Bay Study’s stations are all categorized as “Shoal” (shallow areas) or “Channel” (deeper samples). Crabs are collected by otter trawl, which is towed along the bottom of the water, scraping up whatever demersal fishes and invertebrates it comes across. Truth be told, it’s not the best way to catch crabs, because most crabs like hiding under rocks where they are out of the way of the net, but it does give us a metric of status and trends of some of the most common species of crabs, including the Pacific rock crab (Cancer productus), the graceful rock crab (Cancer gracilis, also known as the slender rock crab), the red rock crab, and everyone’s favorite, the Dungeness crab (Metacarcinus magister).

After the net has been towed on the bottom for five minutes, it’s brought on board the boat and the biologists count, measure, and sex the crabs they’ve caught (Figure 1). This can be tricky, because crabs can be FAST! Especially the smaller Dungeness crabs (Figure 2). The biologists have to be careful and pick up the crabs by their back side to avoid getting pinched by their claws, which definitely takes practice.

Once all the crabs are counted and measured, they are entered into a database that goes back to 1980. Bay's Study's Dungeness crab data have been used to help manage the commercial crab fishery because fisheries-independent data is valuable. From 1975 to 1978, an estimated 38-82% of the Dungeness crabs in the central California region rear in the San Francisco Estuary each year (Wilde and Tasto 1983). This dataset was also very helpful in tracking the introduction, expansion, and decline of the Chinese mitten crab (Eriocheir sinensis), which briefly took over the brackish regions of the estuary but declined as rapidly as it arrived (Figure 3. Rudnick et al 2003). Bay Study's crab data has also been combined with other datasets to see how the estuarine community as a whole responds to climate patterns and human impacts (Cloern et al. 2010).
***
◆ TASK TO COMPLETE: Write out the part of the Bay Study crab-sampling passage starting with "After the net" and going on through "definitely takes practice.", word for word.

◆ DATA:
***
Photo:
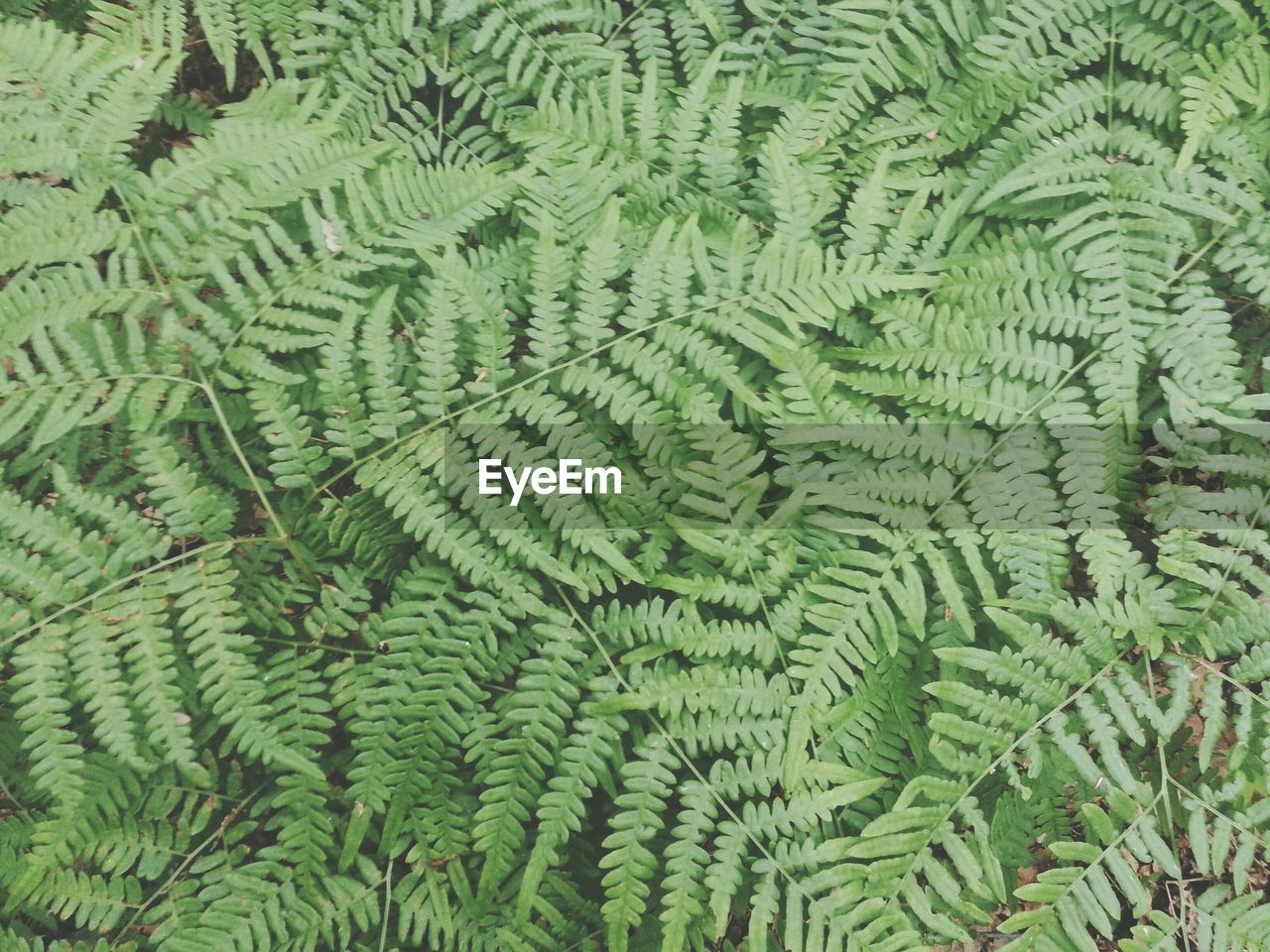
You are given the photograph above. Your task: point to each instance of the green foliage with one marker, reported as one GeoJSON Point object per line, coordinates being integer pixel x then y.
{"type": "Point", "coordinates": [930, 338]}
***
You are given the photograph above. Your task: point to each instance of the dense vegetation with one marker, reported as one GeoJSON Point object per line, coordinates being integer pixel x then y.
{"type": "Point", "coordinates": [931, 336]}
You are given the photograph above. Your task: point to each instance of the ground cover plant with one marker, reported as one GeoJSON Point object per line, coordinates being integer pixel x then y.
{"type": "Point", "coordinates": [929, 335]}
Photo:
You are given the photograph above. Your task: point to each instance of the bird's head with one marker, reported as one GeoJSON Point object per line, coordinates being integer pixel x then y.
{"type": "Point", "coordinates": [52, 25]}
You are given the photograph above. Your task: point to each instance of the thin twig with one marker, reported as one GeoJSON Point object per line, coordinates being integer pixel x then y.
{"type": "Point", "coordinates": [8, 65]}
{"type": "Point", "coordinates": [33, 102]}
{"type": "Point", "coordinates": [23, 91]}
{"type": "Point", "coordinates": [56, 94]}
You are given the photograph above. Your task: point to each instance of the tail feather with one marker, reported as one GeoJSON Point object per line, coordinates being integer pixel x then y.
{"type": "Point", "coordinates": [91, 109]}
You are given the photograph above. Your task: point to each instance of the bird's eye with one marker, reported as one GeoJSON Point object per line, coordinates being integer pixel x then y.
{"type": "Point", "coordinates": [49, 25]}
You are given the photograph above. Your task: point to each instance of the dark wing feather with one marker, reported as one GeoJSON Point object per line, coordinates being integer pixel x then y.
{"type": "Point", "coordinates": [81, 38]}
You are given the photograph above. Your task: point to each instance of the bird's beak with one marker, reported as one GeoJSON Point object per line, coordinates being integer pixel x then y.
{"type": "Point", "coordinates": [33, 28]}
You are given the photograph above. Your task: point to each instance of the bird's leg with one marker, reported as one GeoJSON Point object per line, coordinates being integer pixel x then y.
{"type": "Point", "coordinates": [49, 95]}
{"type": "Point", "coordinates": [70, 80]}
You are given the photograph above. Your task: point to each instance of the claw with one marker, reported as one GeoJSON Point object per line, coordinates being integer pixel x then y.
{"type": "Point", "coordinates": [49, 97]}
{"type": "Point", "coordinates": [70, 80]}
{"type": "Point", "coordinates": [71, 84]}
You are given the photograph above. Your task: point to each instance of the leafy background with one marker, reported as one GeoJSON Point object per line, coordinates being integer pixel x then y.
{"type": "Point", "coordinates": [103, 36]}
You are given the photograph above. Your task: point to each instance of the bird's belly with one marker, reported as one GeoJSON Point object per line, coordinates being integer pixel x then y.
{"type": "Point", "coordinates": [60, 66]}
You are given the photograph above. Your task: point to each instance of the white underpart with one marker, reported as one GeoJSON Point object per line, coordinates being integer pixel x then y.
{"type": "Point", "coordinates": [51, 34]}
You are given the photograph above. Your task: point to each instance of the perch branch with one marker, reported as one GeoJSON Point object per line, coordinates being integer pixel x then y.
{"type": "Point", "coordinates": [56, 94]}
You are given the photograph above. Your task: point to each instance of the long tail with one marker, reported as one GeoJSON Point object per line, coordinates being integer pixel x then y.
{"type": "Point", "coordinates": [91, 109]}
***
◆ SOLUTION FOR THIS PROBLEM:
After the net has been towed on the bottom for five minutes, it’s brought on board the boat and the biologists count, measure, and sex the crabs they’ve caught (Figure 1). This can be tricky, because crabs can be FAST! Especially the smaller Dungeness crabs (Figure 2). The biologists have to be careful and pick up the crabs by their back side to avoid getting pinched by their claws, which definitely takes practice.